Aim of the task:
Leaving out the images, please output every entry exactly as it appears.

Records excerpted from a collection:
== Segment start ==
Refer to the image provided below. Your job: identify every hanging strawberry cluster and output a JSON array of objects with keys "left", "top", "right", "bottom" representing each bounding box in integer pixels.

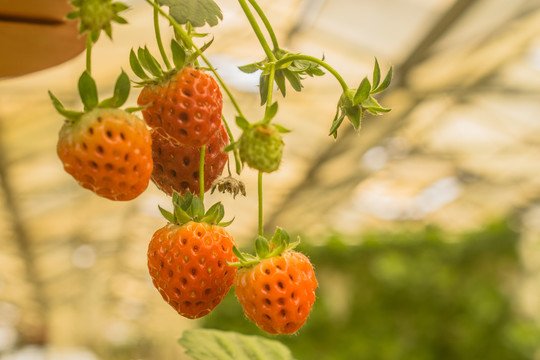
[{"left": 50, "top": 0, "right": 392, "bottom": 335}]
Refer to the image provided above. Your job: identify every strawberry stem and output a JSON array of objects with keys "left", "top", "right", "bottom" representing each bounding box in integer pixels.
[
  {"left": 153, "top": 6, "right": 172, "bottom": 70},
  {"left": 200, "top": 145, "right": 206, "bottom": 201},
  {"left": 246, "top": 0, "right": 279, "bottom": 51},
  {"left": 275, "top": 54, "right": 349, "bottom": 92},
  {"left": 222, "top": 115, "right": 242, "bottom": 175},
  {"left": 237, "top": 0, "right": 276, "bottom": 62},
  {"left": 85, "top": 35, "right": 93, "bottom": 75},
  {"left": 258, "top": 170, "right": 264, "bottom": 236}
]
== Segment end ==
Response for this exercise:
Refer to the image provided below. Your job: identify every hanging strawberry cluster and output a JSON array of objects with keys "left", "top", "right", "bottom" representing each bounding box in integer pixels.

[{"left": 50, "top": 0, "right": 392, "bottom": 335}]
Refer to the image provided above. Your job: identify every strawberry stem and output a JSON array of objects with keys "left", "top", "right", "bottom" representing each bounding box in integer pixels.
[
  {"left": 153, "top": 6, "right": 172, "bottom": 70},
  {"left": 200, "top": 145, "right": 206, "bottom": 201},
  {"left": 246, "top": 0, "right": 279, "bottom": 51},
  {"left": 275, "top": 54, "right": 349, "bottom": 92},
  {"left": 222, "top": 115, "right": 242, "bottom": 175},
  {"left": 237, "top": 0, "right": 276, "bottom": 62},
  {"left": 85, "top": 35, "right": 93, "bottom": 75},
  {"left": 258, "top": 170, "right": 264, "bottom": 236}
]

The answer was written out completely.